_Extract provided_.
== Segment start ==

It wasn't about one player being cut, but the entire team being cut.
"It was pretty much just a rumor floating around through everybody, but I was never really sure," said Damond Dukes, a sophomore basketball player.
"We never came back from spring break because of COVID," said Dukes of the months after his freshman season. "Around July or August, I heard from my coach at our season was going to be canceled."
The school decided to cut the 2020-2021 basketball season due to COVID concerns. That's when the rumor started to spread that the entire basketball program would be cut.
Dukes started a petition that gained more than 1,000 signatures. Students feared that the basketball team would face the same fate as Cheyney University's football team, which was suspended in 2017 as the school made cuts to restructure.
But Cheyney University President Aaron Walton says there are no plans to cut the school's basketball team.
"It was never any mention of discontinuing basketball, I don't know where that started. We are in the process of building a sports complex at Cheyney," said Walton.

== Segment end ==

_Exercise prompt_. Summarize the article about Cheyney University's basketball program in two sentences.

_Recorded information_.
== Segment start ==

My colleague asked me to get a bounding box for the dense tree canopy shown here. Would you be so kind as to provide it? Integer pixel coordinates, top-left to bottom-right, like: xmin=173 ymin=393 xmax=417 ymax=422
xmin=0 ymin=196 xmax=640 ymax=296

== Segment end ==

_Exercise result_. After Cheyney University canceled its 2020-2021 basketball season over COVID concerns, a rumor spread that the whole program would be cut, and sophomore Damond Dukes started a petition that gained more than 1,000 signatures from students who feared a fate like the football team's 2017 suspension. University President Aaron Walton says there are no plans to cut the basketball team and that the school is building a sports complex.